Текст для анализа:
■ ■ ■ ■

Клеймо создателя. Гипотеза происхождения жизни на Земле
Шрифт:
И неестественный (или сверхъестественный):
То, что предыдущий вариант приписывает случайности, на самом деле – результат работы Творца, который так настроил характеристики Вселенной, чтобы они неизбежно привели к возникновению Разума в течение шести дней, каждый из которых в земной размерности составлял примерно 2 миллиарда лет.
Автор оставляет второй вариант без всяких комментариев, а «тонкая настройка» фундаментальных физических законов его не слишком занимает, поскольку она неубедительна в качестве богословского аргумента, и поскольку ее связь со структурой генетического кода – область натяжек и ничем не сдерживаемой фантазии. Справедливости ради, стоит, конечно, отметить, что знаний, накопленных сегодняшней наукой, совершенно недостаточно, чтобы обойтись без фантазии вовсе; с такой точки зрения, можно рассуждать и о Творце, и о его творениях и о гламурной суете в творческих лабораториях. Первый же взгляд на формально упорядоченные таблицы кода оставляет впечатление неслучайности его симметрий, никак не связанной с альтернативой «ключ-замок»/«замороженная случайность». Основу кодовой упорядоченности составляет молекулярная масса кодирующих и кодируемых компонентов. Мы видели, что симметричный паттерн (рисунок) канонической таблицы кода проявляется немедленно, стоит только упорядочить триплетные основания по нарастанию или убыванию их молекулярных масс. Комбинация физико-химической природы и несвязанных
Молекулярная масса, как основной параметр упорядочивания двух составляющих живой материи – белков и нуклеиновых кислот – играет, по-видимому, значительно большую и не слишком понятную роль в организации этих молекул, чем это принято считать. Мы уже описывали воображаемый олигопептидный фрагмент (МПП), состоящий из всех 61 кодируемых аминокислотных остатков. Равновесие масс его константного хребта и вариабельных боковых цепей трудно объяснить – проще принять за данность и свойство генетического кода. Выраженное числом нуклонов, такое равновесие впечатляет абсолютной точностью.

■ ■ ■ ■

Строки набора данных:
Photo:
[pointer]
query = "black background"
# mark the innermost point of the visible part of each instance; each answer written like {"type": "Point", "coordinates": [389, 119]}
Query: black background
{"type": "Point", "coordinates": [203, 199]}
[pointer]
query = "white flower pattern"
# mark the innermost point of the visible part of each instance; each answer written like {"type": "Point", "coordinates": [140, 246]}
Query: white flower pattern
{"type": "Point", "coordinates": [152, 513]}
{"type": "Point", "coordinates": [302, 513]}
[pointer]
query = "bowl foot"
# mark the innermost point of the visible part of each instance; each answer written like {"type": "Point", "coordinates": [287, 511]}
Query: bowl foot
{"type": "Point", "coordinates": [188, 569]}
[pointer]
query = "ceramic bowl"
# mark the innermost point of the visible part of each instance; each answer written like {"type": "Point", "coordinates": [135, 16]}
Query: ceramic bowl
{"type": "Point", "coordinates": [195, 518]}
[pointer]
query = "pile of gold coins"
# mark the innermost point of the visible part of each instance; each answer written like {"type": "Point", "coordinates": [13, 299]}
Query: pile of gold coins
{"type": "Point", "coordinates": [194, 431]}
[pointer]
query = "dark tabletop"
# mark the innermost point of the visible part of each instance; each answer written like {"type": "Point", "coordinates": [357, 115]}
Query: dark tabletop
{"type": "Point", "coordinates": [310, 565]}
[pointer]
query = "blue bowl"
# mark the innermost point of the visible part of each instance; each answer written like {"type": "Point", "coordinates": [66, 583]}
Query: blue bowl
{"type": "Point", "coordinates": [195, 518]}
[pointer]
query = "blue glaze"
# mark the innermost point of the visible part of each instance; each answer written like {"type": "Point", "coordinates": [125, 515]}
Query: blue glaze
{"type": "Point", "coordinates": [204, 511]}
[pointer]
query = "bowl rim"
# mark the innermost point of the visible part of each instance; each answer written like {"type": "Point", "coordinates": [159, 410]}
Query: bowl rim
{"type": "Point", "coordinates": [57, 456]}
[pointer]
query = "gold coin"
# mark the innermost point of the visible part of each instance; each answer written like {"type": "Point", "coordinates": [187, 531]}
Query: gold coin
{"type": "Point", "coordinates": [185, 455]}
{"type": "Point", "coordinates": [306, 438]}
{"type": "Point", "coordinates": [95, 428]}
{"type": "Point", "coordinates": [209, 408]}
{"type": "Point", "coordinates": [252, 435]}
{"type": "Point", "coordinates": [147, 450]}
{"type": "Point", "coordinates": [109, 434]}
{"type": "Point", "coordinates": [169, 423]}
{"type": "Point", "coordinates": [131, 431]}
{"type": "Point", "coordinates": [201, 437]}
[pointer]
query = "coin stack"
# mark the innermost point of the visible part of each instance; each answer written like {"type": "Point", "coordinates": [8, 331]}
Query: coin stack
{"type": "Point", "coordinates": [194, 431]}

■ ■ ■ ■

Задание: Перепишите фрагмент текста о гипотезе происхождения жизни, начиная со слов "Клеймо создателя. Гипотеза" и продолжая до слов "2 миллиарда лет." включительно. При этом замените "Вселенной" на "Галактики".

Ответ:
Клеймо создателя. Гипотеза происхождения жизни на Земле
Шрифт:
И неестественный (или сверхъестественный):
То, что предыдущий вариант приписывает случайности, на самом деле – результат работы Творца, который так настроил характеристики Галактики, чтобы они неизбежно привели к возникновению Разума в течение шести дней, каждый из которых в земной размерности составлял примерно 2 миллиарда лет.